Text passage:
════════════════

Behold the power of compounding, when one event piles on top of another, then another. In the investing world we usually talk about compounding and how it impacts investment returns. Albert Einstein may have won a Nobel Prize for his theory of relativitiy, but when asked what the greatest invention in human history was, he said, “compound interest.” He is attributed for having said, “Compound interest is the eighth wonder of the world. He who understands it, earns it… he who doesn’t…pays it.” In other words, prudent people save in order to purchase something. They invest their savings, and that savings earns a return, or interest. This grows their purchasing power. Impatient people borrow to buy things. They pay interest on those loans and end up reducing their buying power by paying more over time.
The compounding effect comes from the interest earned on your interest. For example, if one invests $100 and earns 8 percent over the next year, then she will have gained $8 for a total of $108. If the next year she earns the same 8 percent, then she will earn $8.64 for a total of $116.64. The $0.64 is the interest she earned on her interest. This is how money grows.
Today we use computers to illustrate this growth when we conduct financial plans, but when I started in my career we simply used something called the rule of 72. If one knows the average annual return that he will obtain on his investment, then he can divide that number into 72 and approximate how long it will take him to double his money. If he gets an 8 percent return then his money will double in nine years. It takes the same nine years for $10,000 to turn into $20,000 as it does for $20,000 to turn into $40,000. My first boss used to say that it is the last double that gets you there.
However, compounding does not only work in the positive direction. Too often we ignore the damage caused by compounding mistakes. The first mistake almost never causes insurmountable damage, it is the compounding of mistakes that leads to ruin. In investing this leads to a phenomenon known as whipsawing. Markets move in cycles, and if an investor is out of sync with the market cycle, then it becomes easy to compound that mistake. For example, stocks of banks and stocks of technology companies often – not always, but often – move at different times.
It is not uncommon for bank stocks to go nowhere while technology stocks are booming, or vice versa. So, if an investor buys the stock of a bank and it just sits there while stocks of technology companies grow, then he has made a “mistake.” Now what? Most investors will then attempt to undo their mistake by selling the bank stock and buying the stock of a technology company. Of course, most do this just in time for the market cycle to change and then they watch bank stocks grow while their technology stock just sits there. This is whipsawing. Instead of missing out once, this investor missed out twice. The mistake has been compounded.
People also compound their mistakes in financial planning. An easy example would be a person who fails to build an emergency savings fund. Stuff happens in life. Unexpected expenses will occur. It could be a health issue or a car repair. At our house this summer we have had to deal with the loss of two very large oak trees. Unexpected expenses will happen, and having an emergency fund to deal with such issues is very important.
If one makes the mistake of not having such a fund, then she must rely on borrowing money to take care of these issues. Usually that takes the form of credit card debt, which is the worst way in the world to borrow money as the interest payments are often ridiculous. This debt weighs on people. Once again, the normal reflex is to undo the mistake – this time by paying as much as humanly possible to reduce that debt as quickly as possible. This actually sounds logical, right? The problem is that if one follows this course of action then she is not building up that emergency fund, and emergencies don’t stop happening just because she is still paying for the last one. Debts start to compound, and before one knows it she is buried in debt with seemingly no way out.

════════════════

Task: Reproduce the part of the passage on compounding starting with "Behold the power" and going on through "more over time.".

════════════════

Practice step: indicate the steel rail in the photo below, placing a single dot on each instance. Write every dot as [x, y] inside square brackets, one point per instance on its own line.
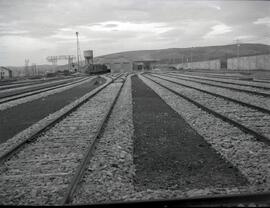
[221, 81]
[264, 110]
[89, 153]
[231, 88]
[218, 200]
[38, 91]
[221, 76]
[52, 123]
[24, 84]
[257, 135]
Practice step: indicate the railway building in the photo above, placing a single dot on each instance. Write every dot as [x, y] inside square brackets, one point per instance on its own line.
[5, 73]
[258, 62]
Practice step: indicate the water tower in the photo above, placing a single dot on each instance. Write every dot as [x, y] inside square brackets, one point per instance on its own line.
[88, 55]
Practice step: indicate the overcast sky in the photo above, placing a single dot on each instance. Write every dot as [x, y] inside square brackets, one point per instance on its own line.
[36, 29]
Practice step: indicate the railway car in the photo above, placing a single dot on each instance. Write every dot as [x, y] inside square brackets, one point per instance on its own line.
[97, 69]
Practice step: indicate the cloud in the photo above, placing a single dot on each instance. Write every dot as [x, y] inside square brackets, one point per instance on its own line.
[263, 21]
[218, 30]
[47, 27]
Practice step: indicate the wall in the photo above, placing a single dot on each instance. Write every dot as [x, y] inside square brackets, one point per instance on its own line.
[250, 62]
[121, 67]
[212, 64]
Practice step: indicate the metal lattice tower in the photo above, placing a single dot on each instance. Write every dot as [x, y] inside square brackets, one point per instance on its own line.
[78, 51]
[26, 66]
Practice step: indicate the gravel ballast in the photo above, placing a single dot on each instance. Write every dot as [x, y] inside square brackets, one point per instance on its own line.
[249, 117]
[252, 158]
[109, 176]
[256, 100]
[168, 153]
[30, 98]
[40, 172]
[31, 130]
[18, 118]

════════════════

Response:
Behold the power of compounding, when one event piles on top of another, then another. In the investing world we usually talk about compounding and how it impacts investment returns. Albert Einstein may have won a Nobel Prize for his theory of relativitiy, but when asked what the greatest invention in human history was, he said, “compound interest.” He is attributed for having said, “Compound interest is the eighth wonder of the world. He who understands it, earns it… he who doesn’t…pays it.” In other words, prudent people save in order to purchase something. They invest their savings, and that savings earns a return, or interest. This grows their purchasing power. Impatient people borrow to buy things. They pay interest on those loans and end up reducing their buying power by paying more over time.